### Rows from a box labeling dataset

-------

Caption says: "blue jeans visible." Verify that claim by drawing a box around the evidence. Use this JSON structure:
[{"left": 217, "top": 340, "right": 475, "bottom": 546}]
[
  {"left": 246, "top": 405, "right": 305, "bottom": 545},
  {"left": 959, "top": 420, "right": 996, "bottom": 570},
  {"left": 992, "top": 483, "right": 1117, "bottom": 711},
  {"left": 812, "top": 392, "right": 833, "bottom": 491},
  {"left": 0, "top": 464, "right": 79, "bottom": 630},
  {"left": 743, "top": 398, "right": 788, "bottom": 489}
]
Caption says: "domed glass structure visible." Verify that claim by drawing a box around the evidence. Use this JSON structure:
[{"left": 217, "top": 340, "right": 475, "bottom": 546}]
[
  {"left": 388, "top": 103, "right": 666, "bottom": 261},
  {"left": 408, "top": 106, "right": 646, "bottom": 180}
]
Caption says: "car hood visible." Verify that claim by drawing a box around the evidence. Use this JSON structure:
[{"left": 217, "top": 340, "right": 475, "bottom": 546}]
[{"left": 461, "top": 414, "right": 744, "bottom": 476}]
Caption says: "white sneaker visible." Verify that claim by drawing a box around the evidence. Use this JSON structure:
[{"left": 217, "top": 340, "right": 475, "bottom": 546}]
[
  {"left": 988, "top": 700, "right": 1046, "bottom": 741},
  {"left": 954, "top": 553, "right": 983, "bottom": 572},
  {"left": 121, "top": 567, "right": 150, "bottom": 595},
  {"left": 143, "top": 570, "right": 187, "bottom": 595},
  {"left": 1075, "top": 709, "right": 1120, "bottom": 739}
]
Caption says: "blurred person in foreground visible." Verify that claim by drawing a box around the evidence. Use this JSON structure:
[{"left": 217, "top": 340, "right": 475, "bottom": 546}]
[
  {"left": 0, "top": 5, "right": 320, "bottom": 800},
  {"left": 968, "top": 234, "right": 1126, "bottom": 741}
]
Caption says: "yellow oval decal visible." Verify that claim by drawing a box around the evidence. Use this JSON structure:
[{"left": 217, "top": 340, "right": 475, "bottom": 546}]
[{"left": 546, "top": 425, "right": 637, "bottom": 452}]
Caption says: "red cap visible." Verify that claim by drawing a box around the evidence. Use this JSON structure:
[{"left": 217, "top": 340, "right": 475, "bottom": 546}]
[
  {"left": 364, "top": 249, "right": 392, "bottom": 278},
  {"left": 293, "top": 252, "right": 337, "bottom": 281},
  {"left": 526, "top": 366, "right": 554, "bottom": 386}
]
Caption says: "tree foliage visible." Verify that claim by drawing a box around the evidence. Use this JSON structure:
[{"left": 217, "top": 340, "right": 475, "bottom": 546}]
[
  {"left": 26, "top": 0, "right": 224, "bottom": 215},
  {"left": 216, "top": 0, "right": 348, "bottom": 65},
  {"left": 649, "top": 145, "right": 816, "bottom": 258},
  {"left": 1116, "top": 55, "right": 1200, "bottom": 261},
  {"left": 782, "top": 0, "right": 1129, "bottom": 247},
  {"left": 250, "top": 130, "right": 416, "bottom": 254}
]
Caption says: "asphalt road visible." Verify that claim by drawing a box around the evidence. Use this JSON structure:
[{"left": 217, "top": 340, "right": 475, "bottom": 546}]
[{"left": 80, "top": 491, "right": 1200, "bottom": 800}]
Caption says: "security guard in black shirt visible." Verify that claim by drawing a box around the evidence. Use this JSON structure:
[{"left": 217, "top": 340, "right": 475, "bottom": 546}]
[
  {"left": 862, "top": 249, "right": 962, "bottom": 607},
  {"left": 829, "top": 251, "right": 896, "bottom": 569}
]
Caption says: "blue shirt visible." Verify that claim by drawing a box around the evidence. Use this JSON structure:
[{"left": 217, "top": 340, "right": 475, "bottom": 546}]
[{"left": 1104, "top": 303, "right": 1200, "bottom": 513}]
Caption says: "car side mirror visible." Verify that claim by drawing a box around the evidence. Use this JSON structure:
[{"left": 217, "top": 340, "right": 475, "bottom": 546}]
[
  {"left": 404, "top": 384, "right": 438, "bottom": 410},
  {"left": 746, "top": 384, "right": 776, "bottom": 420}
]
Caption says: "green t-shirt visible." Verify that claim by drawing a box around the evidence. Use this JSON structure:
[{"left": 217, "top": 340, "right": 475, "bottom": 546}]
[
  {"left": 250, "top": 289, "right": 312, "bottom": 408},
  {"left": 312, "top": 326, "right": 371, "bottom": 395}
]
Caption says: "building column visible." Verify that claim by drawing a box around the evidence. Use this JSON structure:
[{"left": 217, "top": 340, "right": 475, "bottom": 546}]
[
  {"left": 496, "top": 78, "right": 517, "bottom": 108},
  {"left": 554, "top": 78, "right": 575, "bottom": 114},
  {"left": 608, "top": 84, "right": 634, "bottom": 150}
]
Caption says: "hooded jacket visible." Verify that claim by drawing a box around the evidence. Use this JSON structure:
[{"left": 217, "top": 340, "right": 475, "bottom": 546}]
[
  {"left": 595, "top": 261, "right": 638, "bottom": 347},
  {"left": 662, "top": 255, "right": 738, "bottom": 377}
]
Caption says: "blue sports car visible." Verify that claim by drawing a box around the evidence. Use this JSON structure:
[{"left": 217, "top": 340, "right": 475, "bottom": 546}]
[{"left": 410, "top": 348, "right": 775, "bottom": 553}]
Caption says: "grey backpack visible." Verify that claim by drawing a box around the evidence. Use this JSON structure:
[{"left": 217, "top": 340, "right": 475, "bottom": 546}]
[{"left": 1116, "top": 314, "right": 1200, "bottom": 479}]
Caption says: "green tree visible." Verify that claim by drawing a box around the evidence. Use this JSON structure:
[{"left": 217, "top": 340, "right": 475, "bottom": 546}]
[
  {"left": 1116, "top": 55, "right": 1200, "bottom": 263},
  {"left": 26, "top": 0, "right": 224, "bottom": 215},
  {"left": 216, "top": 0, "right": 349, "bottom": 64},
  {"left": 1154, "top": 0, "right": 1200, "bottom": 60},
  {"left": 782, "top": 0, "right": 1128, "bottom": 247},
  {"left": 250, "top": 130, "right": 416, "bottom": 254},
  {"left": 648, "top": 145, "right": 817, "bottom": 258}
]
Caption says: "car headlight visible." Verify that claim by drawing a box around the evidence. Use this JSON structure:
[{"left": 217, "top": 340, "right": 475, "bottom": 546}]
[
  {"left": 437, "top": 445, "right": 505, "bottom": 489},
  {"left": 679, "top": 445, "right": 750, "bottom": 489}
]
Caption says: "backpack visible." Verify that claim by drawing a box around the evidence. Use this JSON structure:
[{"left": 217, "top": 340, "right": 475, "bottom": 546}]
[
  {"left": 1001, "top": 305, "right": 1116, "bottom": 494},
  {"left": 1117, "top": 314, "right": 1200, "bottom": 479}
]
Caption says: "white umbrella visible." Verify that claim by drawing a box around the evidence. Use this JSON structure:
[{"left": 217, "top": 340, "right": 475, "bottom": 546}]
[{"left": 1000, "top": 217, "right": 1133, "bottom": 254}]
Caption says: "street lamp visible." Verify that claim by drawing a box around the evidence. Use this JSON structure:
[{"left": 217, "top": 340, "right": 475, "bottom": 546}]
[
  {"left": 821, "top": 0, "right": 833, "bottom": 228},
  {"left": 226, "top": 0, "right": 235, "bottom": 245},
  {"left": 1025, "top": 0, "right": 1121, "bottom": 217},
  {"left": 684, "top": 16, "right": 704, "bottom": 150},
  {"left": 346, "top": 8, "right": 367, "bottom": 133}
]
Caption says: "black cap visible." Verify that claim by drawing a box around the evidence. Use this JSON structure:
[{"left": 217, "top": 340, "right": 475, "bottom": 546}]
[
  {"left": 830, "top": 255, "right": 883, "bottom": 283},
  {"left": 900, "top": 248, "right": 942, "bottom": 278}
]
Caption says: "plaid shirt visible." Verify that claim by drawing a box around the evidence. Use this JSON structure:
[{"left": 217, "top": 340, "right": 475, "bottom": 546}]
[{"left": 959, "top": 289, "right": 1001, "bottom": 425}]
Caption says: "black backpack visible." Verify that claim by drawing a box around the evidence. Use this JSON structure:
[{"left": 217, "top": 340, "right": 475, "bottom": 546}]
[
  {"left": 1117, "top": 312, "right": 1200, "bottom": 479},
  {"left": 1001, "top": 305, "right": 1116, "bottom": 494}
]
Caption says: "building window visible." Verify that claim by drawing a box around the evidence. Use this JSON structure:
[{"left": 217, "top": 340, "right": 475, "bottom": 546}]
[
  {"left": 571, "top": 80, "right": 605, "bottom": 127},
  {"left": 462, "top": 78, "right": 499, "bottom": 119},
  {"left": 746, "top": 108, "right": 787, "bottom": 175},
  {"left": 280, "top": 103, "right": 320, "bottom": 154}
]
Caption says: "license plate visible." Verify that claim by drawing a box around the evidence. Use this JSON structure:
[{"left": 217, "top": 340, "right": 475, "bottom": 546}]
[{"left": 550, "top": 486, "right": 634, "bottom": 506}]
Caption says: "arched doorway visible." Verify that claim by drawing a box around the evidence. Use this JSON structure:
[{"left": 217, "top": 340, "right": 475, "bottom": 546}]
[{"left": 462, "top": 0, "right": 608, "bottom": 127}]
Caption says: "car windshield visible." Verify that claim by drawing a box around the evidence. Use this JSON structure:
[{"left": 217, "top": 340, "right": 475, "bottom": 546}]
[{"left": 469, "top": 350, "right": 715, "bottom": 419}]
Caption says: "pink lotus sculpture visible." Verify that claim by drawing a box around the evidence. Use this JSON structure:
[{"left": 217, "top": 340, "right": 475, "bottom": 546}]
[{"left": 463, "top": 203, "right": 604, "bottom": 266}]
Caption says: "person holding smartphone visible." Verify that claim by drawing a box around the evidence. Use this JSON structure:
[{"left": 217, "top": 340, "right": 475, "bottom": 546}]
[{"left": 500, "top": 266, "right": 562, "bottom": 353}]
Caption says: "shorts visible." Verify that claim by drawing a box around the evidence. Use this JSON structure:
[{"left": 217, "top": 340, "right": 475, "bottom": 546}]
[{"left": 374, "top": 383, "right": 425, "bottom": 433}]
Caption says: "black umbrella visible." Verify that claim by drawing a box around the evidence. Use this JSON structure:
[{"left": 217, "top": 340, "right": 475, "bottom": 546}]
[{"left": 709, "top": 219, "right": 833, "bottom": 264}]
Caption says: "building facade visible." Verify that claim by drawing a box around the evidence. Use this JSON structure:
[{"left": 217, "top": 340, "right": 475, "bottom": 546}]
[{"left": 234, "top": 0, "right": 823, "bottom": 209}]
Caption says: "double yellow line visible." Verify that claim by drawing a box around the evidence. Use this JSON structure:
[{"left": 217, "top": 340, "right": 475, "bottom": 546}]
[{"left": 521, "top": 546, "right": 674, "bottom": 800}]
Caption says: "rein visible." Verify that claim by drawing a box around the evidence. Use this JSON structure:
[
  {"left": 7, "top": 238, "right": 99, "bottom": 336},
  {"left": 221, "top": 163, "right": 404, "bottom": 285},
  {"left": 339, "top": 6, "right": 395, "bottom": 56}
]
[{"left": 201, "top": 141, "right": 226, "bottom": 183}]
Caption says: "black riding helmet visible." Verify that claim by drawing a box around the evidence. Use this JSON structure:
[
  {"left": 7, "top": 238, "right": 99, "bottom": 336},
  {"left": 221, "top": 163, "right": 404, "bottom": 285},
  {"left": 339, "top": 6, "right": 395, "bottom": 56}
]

-------

### Written exercise
Return every line of the data above that contains the string "shirt", copying each one in full.

### Task answer
Caption says: "security guard in black shirt visible." Verify that claim by drawing a box around the evidence. Use this JSON structure:
Caption says: "blue shirt visible." Verify that claim by drawing a box around the evidence. Use this JSON structure:
Caption says: "green t-shirt visible." Verify that claim by drawing a box around the evidence. Use this JSON structure:
Caption says: "plaid shirt visible." Verify that claim by drawing a box around the evidence. Use this JSON structure:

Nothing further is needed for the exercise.